— Start of Source extract —
Do you have evidence that women are excluded from male-dominated work environments? This large meta-analysis finds that in academia, women need far fewer citations in order to be hired in male dominated subjects, and received a much higher score on tests when their gender was unblinded vs blinded.

…In summary, all of the seven administrative reports reveal substantial evidence that women applicants were at least as successful as and usually more successful than male applicants were—particularly in GEMP fields.

(GEMP: geosciences, engineering, economics, mathematics/computer science, and physical science)

In a natural experiment, French economists used national exam data for 11 fields, focusing on PhD holders who form the core of French academic hiring (Breda & Hillion, 2016). They compared blinded and nonblinded exam scores for the same men and women and discovered that women received higher scores when their gender was known than when it was not when a field was male dominant (math, physics, philosophy), indicating a positive bias, and that this difference strongly increased with a field’s male dominance. Specifically, women’s rank in male-dominated fields increased by up to 40% of a standard deviation. In contrast, male candidates in fields dominated by women (literature, foreign languages) were given a small boost over expectations based on blind ratings, but this difference was small and rarely significant.⁶

Many organisations have an explicit bias in favour of hiring women. e.g. according to this paper for a given level of performance in econometrics, women are much more likely to be elected fellows of the Econometric Society. This is due to an explicit bias in favour of women in that society.

titotal

2y

7

I think you are bordering on cherry picking here. The meta-analysis studied 6 areas of bias, and found parity in 3, advantage for women in 1, and advantage for men in 2. It also makes no sense to link a particular study when you just linked a meta-analysis: presumably I could dig through and selectively find studies supporting the opposite position.

There is also no mention of the key issue of sexual harassment, which has been the source of most of the gender based complaints in EA, and is compounded in situations of large gender imbalance, just from the pure maths of potential predators vs potential targets.

[anonymous]

2y

17

I agree on the sexual harassment problem and have written about that at length on here.

I don't think I am cherry picking. The commenter's claim that I challenged was that women are excluded from male-dominated (eg STEM) environments. With respect to the main post, the question is whether women are excluded from computer science jobs in particular. The paper found that with respect to hiring, biases are in favour of women in a range of STEM disciplines. In computer science in particular, there is evidence either of equal treatment or of a large bias in favour of women.

In computer science, Way et al. (2016) found that more highly ranked departments hired women and men at comparable rates, holding constant publications, department prestige, geography, and postdoc experience.
The Computer Research Association commissioned a national audit of U.S. and Canadian computer-science hiring (Stankovic & Aspray, 2003). They found that new women recipients of PhDs applied for far fewer academic jobs than men: Women with PhDs applied for six positions, whereas men applied for 25 positions. However, female PhDs were offered twice as many interviews per application (0.77), whereas men received only 0.37. Further, women received 0.55 job offers per application, whereas men received only 0.19: “Obviously women were much more selective in where they applied, and also much more successful in the application process” (Stankovic & Aspray, 2003, p. 31).
— End of Source extract —
— Start of Material shown —
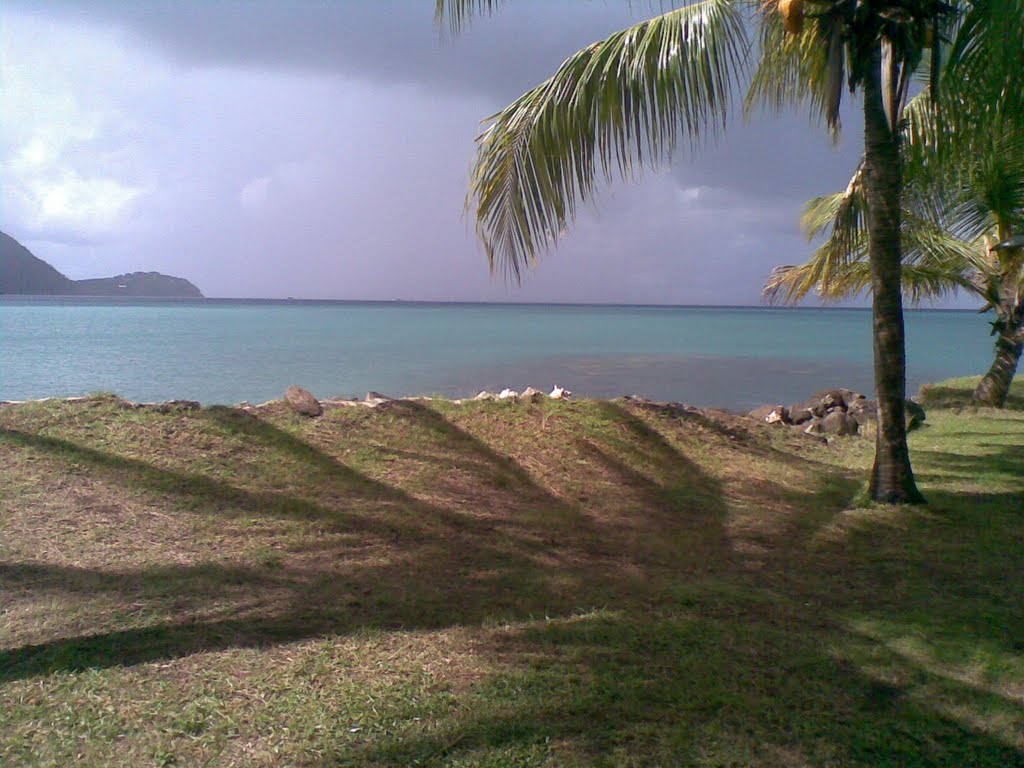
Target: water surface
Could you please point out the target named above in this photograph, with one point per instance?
(225, 351)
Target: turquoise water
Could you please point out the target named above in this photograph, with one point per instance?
(228, 351)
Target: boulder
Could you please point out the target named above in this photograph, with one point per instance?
(172, 406)
(814, 426)
(863, 411)
(800, 414)
(840, 423)
(302, 401)
(825, 400)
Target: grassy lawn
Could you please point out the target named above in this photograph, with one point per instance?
(494, 584)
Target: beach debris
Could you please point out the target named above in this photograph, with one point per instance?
(170, 406)
(839, 422)
(835, 412)
(302, 401)
(770, 414)
(531, 394)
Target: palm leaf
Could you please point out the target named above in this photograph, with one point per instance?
(609, 110)
(457, 13)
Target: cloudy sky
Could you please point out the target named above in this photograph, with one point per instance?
(322, 151)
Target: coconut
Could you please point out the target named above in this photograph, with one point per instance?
(793, 15)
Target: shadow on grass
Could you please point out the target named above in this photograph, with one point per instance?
(445, 565)
(707, 686)
(694, 659)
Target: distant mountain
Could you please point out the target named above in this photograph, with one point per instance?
(138, 284)
(23, 272)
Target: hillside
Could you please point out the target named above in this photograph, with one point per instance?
(495, 584)
(25, 273)
(138, 284)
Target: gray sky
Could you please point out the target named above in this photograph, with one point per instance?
(322, 151)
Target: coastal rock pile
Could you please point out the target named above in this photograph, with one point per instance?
(302, 401)
(832, 412)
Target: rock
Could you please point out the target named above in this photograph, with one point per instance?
(534, 395)
(800, 414)
(840, 423)
(166, 408)
(862, 410)
(559, 394)
(302, 401)
(913, 414)
(770, 414)
(826, 400)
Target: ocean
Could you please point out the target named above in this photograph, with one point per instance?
(226, 351)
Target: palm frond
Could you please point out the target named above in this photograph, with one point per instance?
(609, 110)
(457, 13)
(804, 70)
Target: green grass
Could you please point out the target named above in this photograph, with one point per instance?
(493, 584)
(956, 393)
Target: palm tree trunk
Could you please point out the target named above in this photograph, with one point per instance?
(892, 477)
(994, 387)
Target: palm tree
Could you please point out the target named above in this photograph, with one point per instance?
(625, 102)
(963, 229)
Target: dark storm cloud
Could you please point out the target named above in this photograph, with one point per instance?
(322, 151)
(385, 40)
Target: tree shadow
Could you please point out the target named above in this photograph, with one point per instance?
(528, 553)
(695, 652)
(709, 685)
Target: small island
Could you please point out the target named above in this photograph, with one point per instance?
(22, 272)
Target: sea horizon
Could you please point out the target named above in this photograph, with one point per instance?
(229, 350)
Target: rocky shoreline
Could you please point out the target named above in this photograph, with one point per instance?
(837, 412)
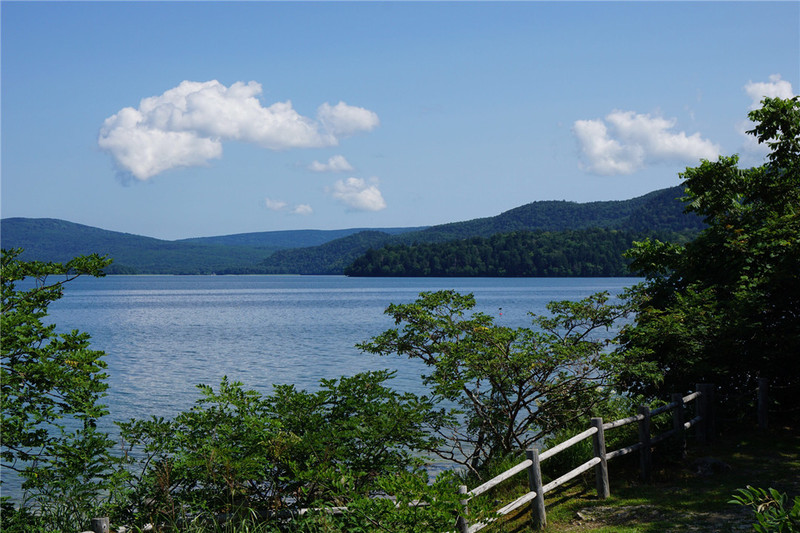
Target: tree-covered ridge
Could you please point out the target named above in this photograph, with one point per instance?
(584, 253)
(660, 210)
(329, 258)
(330, 251)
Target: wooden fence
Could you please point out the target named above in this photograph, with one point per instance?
(703, 421)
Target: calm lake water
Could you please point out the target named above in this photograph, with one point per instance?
(163, 335)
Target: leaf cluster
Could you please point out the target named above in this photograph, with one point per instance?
(51, 386)
(724, 308)
(507, 387)
(236, 451)
(772, 510)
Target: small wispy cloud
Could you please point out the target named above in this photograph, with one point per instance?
(358, 194)
(336, 163)
(774, 88)
(281, 206)
(302, 209)
(186, 126)
(757, 91)
(625, 142)
(274, 205)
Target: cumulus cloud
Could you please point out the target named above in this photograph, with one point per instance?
(302, 209)
(336, 163)
(274, 205)
(757, 91)
(358, 195)
(281, 206)
(774, 88)
(185, 126)
(626, 142)
(343, 119)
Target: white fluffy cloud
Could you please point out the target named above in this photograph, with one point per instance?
(336, 163)
(302, 209)
(278, 205)
(186, 125)
(274, 205)
(343, 119)
(626, 142)
(774, 88)
(358, 195)
(757, 91)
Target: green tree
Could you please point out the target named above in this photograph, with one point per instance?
(725, 307)
(51, 389)
(512, 386)
(237, 451)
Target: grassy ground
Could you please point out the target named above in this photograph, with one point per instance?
(683, 495)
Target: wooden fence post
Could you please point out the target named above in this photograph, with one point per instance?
(645, 458)
(705, 407)
(601, 470)
(702, 411)
(463, 525)
(100, 525)
(538, 514)
(677, 423)
(763, 403)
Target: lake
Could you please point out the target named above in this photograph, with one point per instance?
(163, 335)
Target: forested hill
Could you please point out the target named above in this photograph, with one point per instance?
(658, 214)
(47, 239)
(330, 252)
(657, 211)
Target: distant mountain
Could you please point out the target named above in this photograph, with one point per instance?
(48, 239)
(279, 240)
(331, 251)
(659, 214)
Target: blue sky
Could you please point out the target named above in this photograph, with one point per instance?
(186, 119)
— End of Material shown —
Tasks to perform:
**A)** In the thread on gender bias in hiring, how many academic positions did women with PhDs apply for in the computer-science hiring audit?
**B)** Resume the thread on gender bias in hiring after its final sentence.

In response:
**A)** Six positions.

**B)**
The same is true for other STEM disciplines. Thus, it is more accurate to say that the evidence suggests that men are on balance excluded from jobs in male-dominated STEM disciplines, in academia at least. I haven't seen anything about hiring in STEM-related companies.

This is from the author's own analysis:

If men and women were treated equally in STEM in academia, we would expect the blue and orange line to be overlapping, but the blue line consistently tracks above the orange line, indicating a bias to hiring women.

In their systematic review, the authors cite a range of studies finding similar results in hiring in STEM

Kessel and Nelson (2011) reported that female PhDs had similar or higher probabilities than men of entering assistant professorships in 100 top “highly quantitative” departments but not in other STEM fields. Ceci et al. (2014) compared the percentage of female PhDs with the percentage of female assistant professors 5 to 6 years later in GEMP fields and found similar results. And in philosophy—the humanities field most like GEMP in gender composition and quantitative emphasis—among 2008 to 2019 PhDs, women had a 10% to 17% greater likelihood than men of entering permanent academic placements (Allen-Hermanson, 2017; Kallens et al., 2022).
Among political scientists, Schröder et al. (2021) found that female political scientists had a 20% greater likelihood of obtaining a tenured position than comparably accomplished males in the same cohort after controlling for personal characteristics and accomplishments (publications, grants, children, etc.). Lutter and Schröder (2016) found that women needed 23% to 44% fewer publications than men to obtain a tenured job in German sociology departments

Data from the National Research Council shows that the fraction of women hired in STEM subjects in academia is higher than the number of female applicants across the board.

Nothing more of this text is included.